◆ **Goal**: Count the lines in the rows below that contain the word "window", and give only that number.

◆ **Stored data**:
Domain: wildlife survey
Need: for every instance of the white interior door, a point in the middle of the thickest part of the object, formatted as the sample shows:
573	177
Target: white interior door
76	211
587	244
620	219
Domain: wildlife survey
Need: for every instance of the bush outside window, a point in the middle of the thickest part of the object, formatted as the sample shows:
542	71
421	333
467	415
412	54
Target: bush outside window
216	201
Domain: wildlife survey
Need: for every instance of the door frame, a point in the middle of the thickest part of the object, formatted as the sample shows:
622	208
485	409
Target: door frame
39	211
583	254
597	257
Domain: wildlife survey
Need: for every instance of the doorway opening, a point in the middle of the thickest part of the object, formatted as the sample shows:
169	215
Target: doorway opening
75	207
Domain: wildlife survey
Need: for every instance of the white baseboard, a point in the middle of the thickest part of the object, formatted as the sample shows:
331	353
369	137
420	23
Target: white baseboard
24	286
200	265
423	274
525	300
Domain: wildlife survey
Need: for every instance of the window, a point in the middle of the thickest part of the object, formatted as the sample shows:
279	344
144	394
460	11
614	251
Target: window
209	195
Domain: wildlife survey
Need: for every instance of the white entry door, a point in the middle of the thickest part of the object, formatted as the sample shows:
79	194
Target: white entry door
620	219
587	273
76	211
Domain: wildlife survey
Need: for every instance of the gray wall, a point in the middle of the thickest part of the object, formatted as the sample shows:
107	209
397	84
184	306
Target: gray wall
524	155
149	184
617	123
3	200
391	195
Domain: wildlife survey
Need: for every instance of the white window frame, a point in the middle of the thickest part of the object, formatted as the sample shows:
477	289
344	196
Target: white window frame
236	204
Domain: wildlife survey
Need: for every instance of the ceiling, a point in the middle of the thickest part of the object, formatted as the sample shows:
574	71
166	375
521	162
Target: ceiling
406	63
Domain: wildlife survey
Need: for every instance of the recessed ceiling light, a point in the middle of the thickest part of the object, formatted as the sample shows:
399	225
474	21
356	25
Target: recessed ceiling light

◆ **Worked solution**: 6